▸ ASSIGNMENT 1
According to the column, until what date is the Chagall exhibit on view at Jewish Museum Milwaukee?

SELECTED PASSAGE: Begin

It might seem like a quirky way to begin this column, but here it is… I just want to send cheers to the Lovin' Spoonful, that immensely popular rock band of the 1960s, and to the memory of Zalman Yanovsky, the group's Canadian-born lead guitarist who was not only Jewish, but even spent a brief time living on a kibbutz in Israel.
The reason why? The heat wave that has marked Chicago weather this summer had me singing the opening lyrics to one of the Spoonful's most widely known songs: "Hot town, summer in the city."
But high temperatures aside, it is worth noting that Chicago stages are notably busy this summer (and of course air-conditioned). In addition, there is an exceptional exhibit of a rarely seen body of work by Marc Chagall on display at the Jewish Museum Milwaukee that is just a two-hour drive from the city.
Here is a look at some of the many and varied choices you can make in the coming weeks:
An unusual exhibit of work by Marc Chagall
Now on display at Jewish Museum Milwaukee through Sept. 8 is "Chagall's Dead Souls: A Satirical Account of Imperialist Russia." It's a showcase of 96 rarely seen etchings by the artist that illustrate "Dead Souls," the Ukrainian-born writer Nikolai Gogol's 1842 novel in which a landowner named Chichikov was able to buy and sell serfs (the laborers who, until 1861, were considered to be property or "dead souls"), and to secure tax deductions in the process. Along the way, Chichikov interacts with a slew of other characters, some of whom are steeped in middle-class pretentiousness at the time.

SELECTED PASSAGE: End

▸ ASSIGNMENT 2
Render the lines of the saved entries from the one containing "</instance>" through the one containing "rough mask: <svg", inclusive, as a Markdown table with the columns Row and Line, omitting blank lines.

RECORDED INFORMATION: Begin

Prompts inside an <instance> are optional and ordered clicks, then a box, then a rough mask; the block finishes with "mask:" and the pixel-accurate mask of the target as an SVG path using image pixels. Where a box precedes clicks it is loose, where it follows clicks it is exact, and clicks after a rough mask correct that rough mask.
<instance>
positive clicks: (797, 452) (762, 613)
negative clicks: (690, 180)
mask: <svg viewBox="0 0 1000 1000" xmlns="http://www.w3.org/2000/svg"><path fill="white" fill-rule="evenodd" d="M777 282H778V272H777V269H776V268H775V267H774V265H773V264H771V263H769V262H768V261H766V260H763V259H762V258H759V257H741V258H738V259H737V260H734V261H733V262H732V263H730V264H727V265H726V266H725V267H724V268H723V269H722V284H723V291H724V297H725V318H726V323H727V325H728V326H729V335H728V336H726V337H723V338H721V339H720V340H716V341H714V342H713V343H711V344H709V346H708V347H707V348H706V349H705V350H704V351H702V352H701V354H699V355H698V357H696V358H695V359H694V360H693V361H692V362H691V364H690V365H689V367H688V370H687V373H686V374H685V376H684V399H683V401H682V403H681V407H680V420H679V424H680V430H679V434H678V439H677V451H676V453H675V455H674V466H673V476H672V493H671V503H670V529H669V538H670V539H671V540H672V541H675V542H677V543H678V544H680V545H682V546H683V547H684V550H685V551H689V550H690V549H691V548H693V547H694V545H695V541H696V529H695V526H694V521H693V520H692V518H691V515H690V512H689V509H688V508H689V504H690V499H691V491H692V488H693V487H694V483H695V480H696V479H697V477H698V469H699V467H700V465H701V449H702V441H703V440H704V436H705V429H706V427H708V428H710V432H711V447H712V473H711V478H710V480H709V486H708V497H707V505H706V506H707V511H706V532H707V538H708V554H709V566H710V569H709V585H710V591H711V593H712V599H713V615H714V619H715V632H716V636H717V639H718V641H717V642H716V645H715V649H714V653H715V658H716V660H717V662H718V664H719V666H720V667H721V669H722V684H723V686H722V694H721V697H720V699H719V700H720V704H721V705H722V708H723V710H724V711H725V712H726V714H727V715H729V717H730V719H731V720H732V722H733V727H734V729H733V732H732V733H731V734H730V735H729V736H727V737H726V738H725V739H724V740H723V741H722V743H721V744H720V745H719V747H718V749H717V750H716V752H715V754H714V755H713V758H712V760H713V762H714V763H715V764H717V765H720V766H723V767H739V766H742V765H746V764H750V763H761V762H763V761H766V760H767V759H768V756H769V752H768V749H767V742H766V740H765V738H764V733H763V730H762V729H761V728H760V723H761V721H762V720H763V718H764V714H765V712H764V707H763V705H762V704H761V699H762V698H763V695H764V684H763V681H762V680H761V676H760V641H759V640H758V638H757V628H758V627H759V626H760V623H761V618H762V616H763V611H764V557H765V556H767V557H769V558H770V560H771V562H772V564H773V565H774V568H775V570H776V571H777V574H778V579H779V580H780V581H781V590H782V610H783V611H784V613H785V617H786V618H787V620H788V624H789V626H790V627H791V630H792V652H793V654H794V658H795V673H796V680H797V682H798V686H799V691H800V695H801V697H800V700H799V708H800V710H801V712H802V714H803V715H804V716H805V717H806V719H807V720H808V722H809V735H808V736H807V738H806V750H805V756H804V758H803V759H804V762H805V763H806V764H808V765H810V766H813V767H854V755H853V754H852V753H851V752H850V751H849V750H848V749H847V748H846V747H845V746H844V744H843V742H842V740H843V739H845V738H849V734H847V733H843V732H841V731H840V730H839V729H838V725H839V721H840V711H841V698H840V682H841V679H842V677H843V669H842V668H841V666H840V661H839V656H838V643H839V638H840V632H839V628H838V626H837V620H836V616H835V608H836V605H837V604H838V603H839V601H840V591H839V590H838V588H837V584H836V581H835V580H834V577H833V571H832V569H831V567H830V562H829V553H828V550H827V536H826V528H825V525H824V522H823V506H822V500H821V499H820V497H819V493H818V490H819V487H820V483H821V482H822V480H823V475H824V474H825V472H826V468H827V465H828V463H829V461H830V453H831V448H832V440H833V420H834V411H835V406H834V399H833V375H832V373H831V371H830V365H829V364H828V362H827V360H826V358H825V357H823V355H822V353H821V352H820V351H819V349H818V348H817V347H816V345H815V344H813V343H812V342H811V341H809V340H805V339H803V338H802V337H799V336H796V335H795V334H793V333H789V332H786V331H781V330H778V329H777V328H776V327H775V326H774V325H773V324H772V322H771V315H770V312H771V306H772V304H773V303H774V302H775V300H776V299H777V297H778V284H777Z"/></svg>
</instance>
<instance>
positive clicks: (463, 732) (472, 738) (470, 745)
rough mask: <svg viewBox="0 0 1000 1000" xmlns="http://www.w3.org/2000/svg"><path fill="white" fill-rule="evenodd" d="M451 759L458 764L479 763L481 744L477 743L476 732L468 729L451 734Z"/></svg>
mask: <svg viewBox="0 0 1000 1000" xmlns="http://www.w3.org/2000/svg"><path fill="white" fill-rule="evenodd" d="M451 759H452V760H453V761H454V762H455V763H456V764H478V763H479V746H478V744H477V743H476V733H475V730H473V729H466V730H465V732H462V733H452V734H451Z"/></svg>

RECORDED INFORMATION: End

▸ EXERCISE OUTPUT 1
Sept. 8

▸ EXERCISE OUTPUT 2
| Row | Line |
|---|---|
| 1 | </instance> |
| 2 | <instance> |
| 3 | positive clicks: (463, 732) (472, 738) (470, 745) |
| 4 | rough mask: <svg viewBox="0 0 1000 1000" xmlns="http://www.w3.org/2000/svg"><path fill="white" fill-rule="evenodd" d="M451 759L458 764L479 763L481 744L477 743L476 732L468 729L451 734Z"/></svg> |